Description of the task: Copy the material from its start up to and including the line with "[[336, 202], [621, 309]]", swapping "doorway" for "entryway" and leaving everything else unchanged.

** start Material **

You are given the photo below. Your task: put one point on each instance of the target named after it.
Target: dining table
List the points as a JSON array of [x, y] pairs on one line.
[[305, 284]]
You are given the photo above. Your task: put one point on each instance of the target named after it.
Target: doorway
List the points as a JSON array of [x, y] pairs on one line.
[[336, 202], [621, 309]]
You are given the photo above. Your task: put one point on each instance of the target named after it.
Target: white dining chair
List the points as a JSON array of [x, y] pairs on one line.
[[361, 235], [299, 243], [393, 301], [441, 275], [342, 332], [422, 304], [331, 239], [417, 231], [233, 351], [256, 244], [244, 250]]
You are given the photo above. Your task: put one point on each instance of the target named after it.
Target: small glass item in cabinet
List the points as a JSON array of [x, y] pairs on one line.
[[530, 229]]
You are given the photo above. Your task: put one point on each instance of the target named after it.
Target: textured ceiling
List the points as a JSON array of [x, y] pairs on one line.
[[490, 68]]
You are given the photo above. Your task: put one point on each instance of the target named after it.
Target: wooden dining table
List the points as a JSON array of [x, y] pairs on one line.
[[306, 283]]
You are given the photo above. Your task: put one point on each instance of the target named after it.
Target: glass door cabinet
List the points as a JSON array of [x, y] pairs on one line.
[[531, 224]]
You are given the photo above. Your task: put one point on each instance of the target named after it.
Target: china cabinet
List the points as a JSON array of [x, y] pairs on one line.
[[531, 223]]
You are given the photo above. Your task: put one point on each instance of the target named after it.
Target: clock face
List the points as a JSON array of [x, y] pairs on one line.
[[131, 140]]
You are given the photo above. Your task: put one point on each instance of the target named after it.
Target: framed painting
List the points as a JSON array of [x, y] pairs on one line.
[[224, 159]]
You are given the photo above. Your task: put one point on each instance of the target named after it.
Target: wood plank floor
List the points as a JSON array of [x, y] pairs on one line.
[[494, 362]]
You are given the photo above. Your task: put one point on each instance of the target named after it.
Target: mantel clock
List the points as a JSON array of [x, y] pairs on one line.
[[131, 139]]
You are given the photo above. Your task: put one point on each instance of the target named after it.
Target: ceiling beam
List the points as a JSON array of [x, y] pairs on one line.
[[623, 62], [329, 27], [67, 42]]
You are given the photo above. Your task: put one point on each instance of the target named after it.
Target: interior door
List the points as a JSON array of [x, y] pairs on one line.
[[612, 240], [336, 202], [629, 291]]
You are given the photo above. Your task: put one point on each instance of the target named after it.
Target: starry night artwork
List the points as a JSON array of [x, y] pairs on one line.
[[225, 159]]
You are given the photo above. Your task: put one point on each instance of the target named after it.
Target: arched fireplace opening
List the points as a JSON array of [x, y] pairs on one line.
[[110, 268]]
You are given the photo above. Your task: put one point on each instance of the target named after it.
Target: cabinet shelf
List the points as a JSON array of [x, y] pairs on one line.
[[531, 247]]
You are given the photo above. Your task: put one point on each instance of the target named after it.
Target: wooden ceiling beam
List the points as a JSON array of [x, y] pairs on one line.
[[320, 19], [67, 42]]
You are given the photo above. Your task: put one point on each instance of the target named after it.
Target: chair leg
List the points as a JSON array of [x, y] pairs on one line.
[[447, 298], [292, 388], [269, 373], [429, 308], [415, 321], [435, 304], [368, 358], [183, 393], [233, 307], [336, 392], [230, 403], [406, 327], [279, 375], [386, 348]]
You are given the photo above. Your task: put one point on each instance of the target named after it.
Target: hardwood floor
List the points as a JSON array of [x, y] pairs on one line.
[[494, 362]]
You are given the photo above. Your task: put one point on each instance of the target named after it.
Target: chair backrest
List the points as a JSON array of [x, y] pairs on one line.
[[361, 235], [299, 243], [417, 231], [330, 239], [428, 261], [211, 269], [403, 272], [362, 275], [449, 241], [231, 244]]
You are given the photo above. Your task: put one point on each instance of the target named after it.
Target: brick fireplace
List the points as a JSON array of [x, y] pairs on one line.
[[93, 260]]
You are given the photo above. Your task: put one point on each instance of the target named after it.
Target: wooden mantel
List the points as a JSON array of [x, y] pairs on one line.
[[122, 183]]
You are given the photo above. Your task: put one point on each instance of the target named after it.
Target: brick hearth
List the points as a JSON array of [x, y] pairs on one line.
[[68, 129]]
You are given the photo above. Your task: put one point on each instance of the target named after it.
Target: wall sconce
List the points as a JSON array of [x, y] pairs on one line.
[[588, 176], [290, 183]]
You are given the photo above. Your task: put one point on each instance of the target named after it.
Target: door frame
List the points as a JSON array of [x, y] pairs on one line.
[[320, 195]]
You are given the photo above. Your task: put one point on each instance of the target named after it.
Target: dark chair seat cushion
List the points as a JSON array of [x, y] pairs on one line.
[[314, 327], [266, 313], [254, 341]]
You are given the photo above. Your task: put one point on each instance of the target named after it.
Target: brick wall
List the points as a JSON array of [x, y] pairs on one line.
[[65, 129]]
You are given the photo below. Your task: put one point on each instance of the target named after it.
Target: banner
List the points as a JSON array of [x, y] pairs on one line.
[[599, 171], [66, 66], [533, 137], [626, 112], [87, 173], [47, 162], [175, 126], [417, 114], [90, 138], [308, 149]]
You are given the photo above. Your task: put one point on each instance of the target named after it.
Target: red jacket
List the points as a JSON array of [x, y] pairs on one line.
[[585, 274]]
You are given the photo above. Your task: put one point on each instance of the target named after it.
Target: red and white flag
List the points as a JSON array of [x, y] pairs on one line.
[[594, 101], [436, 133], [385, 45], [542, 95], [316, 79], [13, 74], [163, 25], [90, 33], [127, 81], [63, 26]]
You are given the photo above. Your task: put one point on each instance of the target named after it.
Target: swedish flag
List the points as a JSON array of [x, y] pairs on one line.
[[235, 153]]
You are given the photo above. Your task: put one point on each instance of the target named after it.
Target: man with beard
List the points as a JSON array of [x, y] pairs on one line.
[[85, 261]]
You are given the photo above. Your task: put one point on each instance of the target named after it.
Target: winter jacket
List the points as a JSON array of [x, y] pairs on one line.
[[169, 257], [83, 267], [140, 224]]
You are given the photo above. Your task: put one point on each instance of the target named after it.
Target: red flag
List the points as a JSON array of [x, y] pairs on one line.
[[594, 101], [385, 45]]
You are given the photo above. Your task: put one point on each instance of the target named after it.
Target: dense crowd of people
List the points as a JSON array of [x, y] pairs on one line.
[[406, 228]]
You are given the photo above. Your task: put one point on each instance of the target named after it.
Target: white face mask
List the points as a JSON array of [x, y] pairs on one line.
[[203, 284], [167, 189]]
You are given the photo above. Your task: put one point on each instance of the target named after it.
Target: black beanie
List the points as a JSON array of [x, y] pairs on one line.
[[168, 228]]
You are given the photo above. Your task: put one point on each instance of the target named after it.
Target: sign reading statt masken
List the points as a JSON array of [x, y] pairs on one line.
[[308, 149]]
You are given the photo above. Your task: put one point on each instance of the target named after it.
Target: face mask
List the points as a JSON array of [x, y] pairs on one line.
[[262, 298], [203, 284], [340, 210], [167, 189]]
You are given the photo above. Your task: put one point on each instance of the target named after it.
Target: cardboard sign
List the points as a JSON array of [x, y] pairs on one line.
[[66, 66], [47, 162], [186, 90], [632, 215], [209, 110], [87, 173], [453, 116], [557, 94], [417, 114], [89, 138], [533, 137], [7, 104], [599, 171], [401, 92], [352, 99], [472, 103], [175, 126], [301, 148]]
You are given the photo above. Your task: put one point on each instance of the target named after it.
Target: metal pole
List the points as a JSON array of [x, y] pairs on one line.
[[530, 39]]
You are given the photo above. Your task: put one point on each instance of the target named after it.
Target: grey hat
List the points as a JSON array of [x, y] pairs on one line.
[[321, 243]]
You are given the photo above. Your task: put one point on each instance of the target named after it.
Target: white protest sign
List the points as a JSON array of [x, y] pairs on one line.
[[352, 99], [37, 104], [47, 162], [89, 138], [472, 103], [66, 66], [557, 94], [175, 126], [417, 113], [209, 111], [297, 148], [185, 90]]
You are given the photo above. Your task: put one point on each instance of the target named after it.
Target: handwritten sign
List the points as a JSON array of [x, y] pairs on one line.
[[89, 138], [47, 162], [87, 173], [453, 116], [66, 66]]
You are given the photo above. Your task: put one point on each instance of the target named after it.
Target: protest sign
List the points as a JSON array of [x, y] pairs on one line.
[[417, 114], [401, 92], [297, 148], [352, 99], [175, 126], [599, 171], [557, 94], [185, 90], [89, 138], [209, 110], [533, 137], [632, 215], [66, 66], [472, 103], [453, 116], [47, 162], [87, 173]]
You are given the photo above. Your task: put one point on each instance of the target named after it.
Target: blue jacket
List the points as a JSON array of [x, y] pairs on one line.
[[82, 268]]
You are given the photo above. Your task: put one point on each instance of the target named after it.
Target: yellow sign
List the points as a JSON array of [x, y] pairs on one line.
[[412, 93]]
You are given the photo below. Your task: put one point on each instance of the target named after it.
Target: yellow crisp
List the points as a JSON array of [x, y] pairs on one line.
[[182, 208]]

** end Material **

Result for this task:
You are given the photo below. Your task: put one point on each instance of the target named after it.
Target: dining table
List the points as a JSON array of [x, y] pairs on one line.
[[305, 284]]
You are given the photo above. Your task: put one point on each instance of the target named after it.
Target: entryway
List the points as a JSON array of [x, y] pairs on one line.
[[336, 202], [621, 309]]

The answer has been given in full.